--- BEGIN ---
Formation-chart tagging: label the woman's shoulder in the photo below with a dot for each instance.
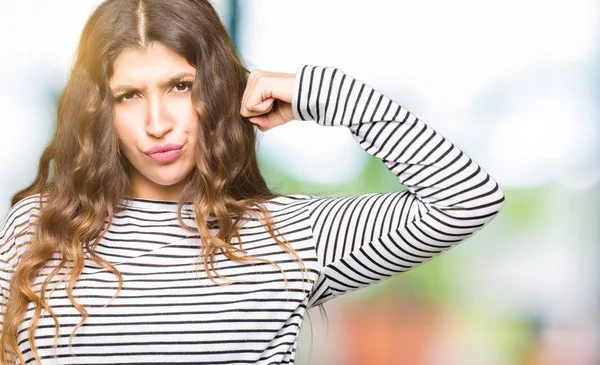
(16, 225)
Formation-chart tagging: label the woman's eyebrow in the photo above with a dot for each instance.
(162, 84)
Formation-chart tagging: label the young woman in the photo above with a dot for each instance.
(149, 235)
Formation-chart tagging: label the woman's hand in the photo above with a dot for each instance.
(267, 100)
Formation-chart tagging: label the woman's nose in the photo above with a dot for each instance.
(158, 122)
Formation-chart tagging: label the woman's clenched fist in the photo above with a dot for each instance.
(267, 99)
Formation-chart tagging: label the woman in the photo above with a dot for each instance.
(156, 239)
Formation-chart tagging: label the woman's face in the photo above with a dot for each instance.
(155, 120)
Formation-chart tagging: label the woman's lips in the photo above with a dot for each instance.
(166, 153)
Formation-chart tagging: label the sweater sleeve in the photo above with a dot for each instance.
(361, 240)
(15, 233)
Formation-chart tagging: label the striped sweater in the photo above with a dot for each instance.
(170, 312)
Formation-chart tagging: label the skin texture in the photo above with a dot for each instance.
(149, 110)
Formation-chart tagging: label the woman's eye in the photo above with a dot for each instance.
(183, 86)
(126, 96)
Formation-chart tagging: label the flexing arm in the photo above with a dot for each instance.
(363, 239)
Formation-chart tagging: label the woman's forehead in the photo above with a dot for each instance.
(152, 63)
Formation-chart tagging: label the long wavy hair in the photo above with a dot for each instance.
(83, 189)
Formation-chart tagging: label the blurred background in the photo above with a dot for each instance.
(514, 83)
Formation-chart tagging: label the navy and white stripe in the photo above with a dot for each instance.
(170, 312)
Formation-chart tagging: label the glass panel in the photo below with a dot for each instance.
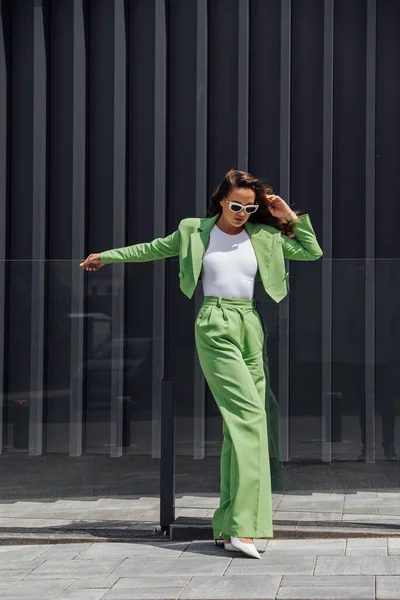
(55, 473)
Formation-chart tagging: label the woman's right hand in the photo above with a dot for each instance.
(92, 263)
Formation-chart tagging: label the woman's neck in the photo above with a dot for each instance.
(227, 227)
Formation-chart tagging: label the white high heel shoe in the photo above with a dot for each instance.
(227, 546)
(244, 547)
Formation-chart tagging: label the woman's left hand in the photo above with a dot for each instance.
(279, 209)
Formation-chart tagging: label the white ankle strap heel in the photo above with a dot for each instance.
(248, 549)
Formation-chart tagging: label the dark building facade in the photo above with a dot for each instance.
(118, 119)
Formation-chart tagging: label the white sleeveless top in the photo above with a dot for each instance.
(229, 265)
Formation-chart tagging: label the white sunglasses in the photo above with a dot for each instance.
(237, 207)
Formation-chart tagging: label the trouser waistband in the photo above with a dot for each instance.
(233, 302)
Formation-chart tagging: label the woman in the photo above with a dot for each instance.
(246, 237)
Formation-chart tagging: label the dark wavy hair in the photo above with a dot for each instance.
(241, 179)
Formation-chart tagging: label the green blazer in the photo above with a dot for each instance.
(190, 241)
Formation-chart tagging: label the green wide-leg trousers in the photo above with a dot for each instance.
(229, 339)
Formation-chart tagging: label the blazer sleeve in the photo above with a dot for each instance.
(305, 245)
(145, 252)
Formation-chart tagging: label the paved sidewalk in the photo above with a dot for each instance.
(288, 570)
(127, 518)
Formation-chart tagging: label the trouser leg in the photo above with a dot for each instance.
(224, 355)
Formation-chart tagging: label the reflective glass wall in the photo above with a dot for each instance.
(117, 120)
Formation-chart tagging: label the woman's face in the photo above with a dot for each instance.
(242, 196)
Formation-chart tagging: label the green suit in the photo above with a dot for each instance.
(190, 240)
(231, 346)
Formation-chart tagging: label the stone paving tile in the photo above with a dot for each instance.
(312, 507)
(272, 565)
(326, 588)
(200, 565)
(152, 515)
(15, 575)
(69, 594)
(143, 525)
(115, 514)
(355, 510)
(147, 587)
(364, 518)
(388, 588)
(144, 594)
(360, 565)
(144, 550)
(232, 588)
(366, 542)
(192, 512)
(73, 569)
(25, 553)
(4, 521)
(367, 551)
(23, 522)
(197, 502)
(306, 547)
(29, 590)
(281, 515)
(96, 524)
(93, 583)
(63, 552)
(323, 593)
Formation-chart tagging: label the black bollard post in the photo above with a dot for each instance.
(167, 461)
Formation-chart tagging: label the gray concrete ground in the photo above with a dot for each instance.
(350, 551)
(124, 518)
(288, 570)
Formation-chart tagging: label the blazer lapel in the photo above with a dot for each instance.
(264, 243)
(198, 242)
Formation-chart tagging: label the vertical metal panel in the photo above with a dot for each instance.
(199, 390)
(243, 86)
(3, 200)
(78, 176)
(160, 85)
(39, 107)
(327, 152)
(370, 235)
(119, 184)
(284, 191)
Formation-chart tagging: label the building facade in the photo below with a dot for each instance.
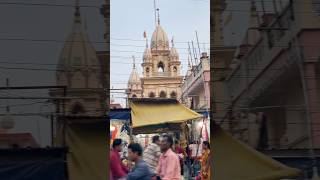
(161, 70)
(269, 88)
(195, 87)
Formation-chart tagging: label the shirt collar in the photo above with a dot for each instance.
(167, 153)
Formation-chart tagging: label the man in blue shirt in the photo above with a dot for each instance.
(141, 170)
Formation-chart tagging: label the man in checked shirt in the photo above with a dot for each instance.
(152, 153)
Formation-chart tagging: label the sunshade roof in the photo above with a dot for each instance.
(145, 112)
(235, 160)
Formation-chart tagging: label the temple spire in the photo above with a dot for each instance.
(158, 16)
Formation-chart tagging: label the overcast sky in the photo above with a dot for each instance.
(38, 22)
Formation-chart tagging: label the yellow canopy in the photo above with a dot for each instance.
(235, 160)
(145, 112)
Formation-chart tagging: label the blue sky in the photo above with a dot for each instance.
(129, 19)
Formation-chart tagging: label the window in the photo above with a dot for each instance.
(76, 61)
(162, 94)
(160, 67)
(151, 95)
(77, 109)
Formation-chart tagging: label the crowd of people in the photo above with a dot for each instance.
(162, 159)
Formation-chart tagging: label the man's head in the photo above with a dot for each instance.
(176, 143)
(156, 140)
(205, 145)
(134, 151)
(117, 144)
(166, 142)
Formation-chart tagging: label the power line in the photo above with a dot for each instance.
(48, 5)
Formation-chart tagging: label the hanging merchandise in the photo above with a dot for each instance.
--- END ---
What is required - Your copy should repeat each entry above exactly but contain no pictures.

Full answer -
Formation-chart tagging: label the woman's shoulder in the photo below with a dot for each instance.
(16, 225)
Formation-chart tagging: label the woman's eyebrow in the photo above with a dot for each instance.
(162, 84)
Formation-chart tagging: label the young woman in the photo above with a dot for each instance.
(149, 235)
Formation-chart tagging: label the woman's hand in the photo above with a dot for each instance.
(267, 100)
Formation-chart tagging: label the woman's nose in the photo above with a dot for each instance.
(158, 122)
Formation-chart tagging: label the woman's clenched fist in the photo above with a dot for each instance.
(267, 99)
Formation-chart tagging: label the woman in the photo above with a dot for each instance.
(156, 239)
Formation-chart tagging: label the woman's face in the photo above with a dot for each instance.
(155, 120)
Formation-chart tagging: label the woman's lips in the photo above with a dot for each instance.
(166, 153)
Formation-chart tagging: label the sweater sleeve in the photo above with a dot for each instance.
(361, 240)
(15, 233)
Formation-chart tagging: label the striped sweater in the photo above with a dot for each instance.
(170, 312)
Formation-chart tagging: label the skin texture in the photo above with a dot for each instance.
(149, 110)
Formation-chart tagging: label the woman's eye in the photo above with a dot for each instance.
(183, 86)
(126, 96)
Formation-chart tagging: label the flexing arm in the photo above with a dot for each instance.
(363, 239)
Formation-chart tagging: label the woman's forehead in the photo above with a dot for each instance.
(152, 63)
Formation-chart tagging: label the long wavy hair in the photo above with a dot for each instance.
(83, 189)
Formation-chart tagging: label the blurred background in the photo above with a dot for each instance.
(514, 83)
Formation-chart tagging: label the navy and white stripe in the photo above with a dot for each instance.
(170, 312)
Formation-chart tagging: label the glass panel in the photo below with a dot for each instance.
(55, 473)
Formation-chart tagging: label the woman's right hand in the photo above with a dot for each instance.
(92, 263)
Formation-chart tagging: label the woman's neck in the photo above with a dot for each instance.
(227, 227)
Formation-chart tagging: label the white high heel shoe in the photo above with a dot for each instance.
(227, 546)
(244, 547)
Formation-chart tagging: label the woman's left hand in the photo above with a dot for each instance.
(279, 209)
Formation-chart tagging: label the white ankle strap heel in the photo above with a dot for each instance.
(248, 549)
Formation-chart tagging: label the dark building facade in the photo above with a dot for each instance.
(118, 119)
Formation-chart tagging: label the white sleeveless top in the photo above with a dot for each instance.
(229, 265)
Formation-chart tagging: label the white sunglasses in the photo above with a dot for each instance.
(237, 207)
Formation-chart tagging: label the trouser waistband in the photo above with a dot for each instance.
(233, 302)
Formation-chart tagging: label the woman in the photo above with a dot for each instance.
(246, 237)
Formation-chart tagging: label the dark wavy hair in the photo above with a dot for each instance.
(241, 179)
Formation-chart tagging: label the green blazer in the photo above with a dot for each instance.
(190, 241)
Formation-chart tagging: label the green wide-leg trousers in the photo above with a dot for each instance.
(229, 339)
Formation-chart tagging: label the blazer sleeve in the photo above with a dot for each instance.
(305, 245)
(145, 252)
Formation-chart tagging: label the paved sidewalk in the photo above with a dot for each instance.
(288, 570)
(127, 518)
Formation-chart tagging: label the trouser leg in the photo above with a dot for each instance.
(224, 355)
Formation-chart tagging: label the reflective glass wall in the photo above with a dot for each instance.
(117, 120)
Formation-chart tagging: label the woman's face in the photo above with a dot for each instance.
(242, 196)
Formation-chart tagging: label the green suit in the photo above with a dot for each instance.
(190, 240)
(231, 346)
Formation-chart tagging: label the stone paving tile in the photo above with a dot for each instance.
(312, 507)
(272, 565)
(326, 588)
(200, 565)
(152, 515)
(15, 575)
(69, 594)
(143, 525)
(115, 514)
(355, 510)
(147, 587)
(364, 518)
(388, 588)
(144, 594)
(360, 565)
(144, 550)
(232, 588)
(366, 542)
(192, 512)
(73, 569)
(25, 553)
(4, 521)
(367, 551)
(23, 522)
(197, 502)
(306, 547)
(29, 590)
(281, 515)
(96, 524)
(93, 583)
(63, 552)
(323, 593)
Formation-chart tagging: label the black bollard post in the photo above with a dot for each instance.
(167, 461)
Formation-chart tagging: label the gray concrete ground in the photo above with a dot for each instance.
(350, 551)
(124, 518)
(288, 570)
Formation-chart tagging: label the blazer lapel in the photo above with a dot for each instance.
(264, 243)
(198, 242)
Formation-chart tagging: label the vertical metal panel in the photo above with a dot for each instance.
(199, 390)
(243, 86)
(3, 200)
(78, 176)
(160, 85)
(39, 107)
(327, 152)
(370, 235)
(119, 184)
(284, 191)
Formation-chart tagging: label the building facade in the photo below with a dot for each instance.
(161, 70)
(269, 88)
(195, 87)
Formation-chart tagging: label the shirt collar in the photo above with a dot for each instance.
(167, 153)
Formation-chart tagging: label the man in blue shirt in the photo above with a dot for each instance.
(141, 170)
Formation-chart tagging: label the man in checked shirt in the photo above with a dot for each instance.
(152, 153)
Formation-chart tagging: label the sunshade roof in the photo above with a dot for each instance.
(145, 112)
(235, 160)
Formation-chart tagging: label the temple spire in the photo above with a dot for each instance.
(158, 16)
Formation-chart tagging: label the overcast sky in the photo above with a dot for each instance.
(38, 22)
Formation-chart tagging: label the yellow canopy in the photo above with a dot for each instance.
(235, 160)
(145, 112)
Formation-chart tagging: label the blue sky in the photo above with a dot for each instance.
(129, 19)
Formation-chart tagging: label the window in the photo above with a dot for each instance.
(76, 61)
(162, 94)
(160, 67)
(151, 95)
(77, 109)
Formation-chart tagging: label the crowd of people in the photo above with a dot for each instance.
(162, 159)
Formation-chart tagging: label the man's head in the photo above with a dot for each instance.
(176, 143)
(156, 140)
(205, 145)
(134, 151)
(117, 144)
(166, 142)
Formation-chart tagging: label the power line in the photo above with a dot for each instance.
(48, 5)
Formation-chart tagging: label the hanging merchandise in the photo above with a dot for each instance.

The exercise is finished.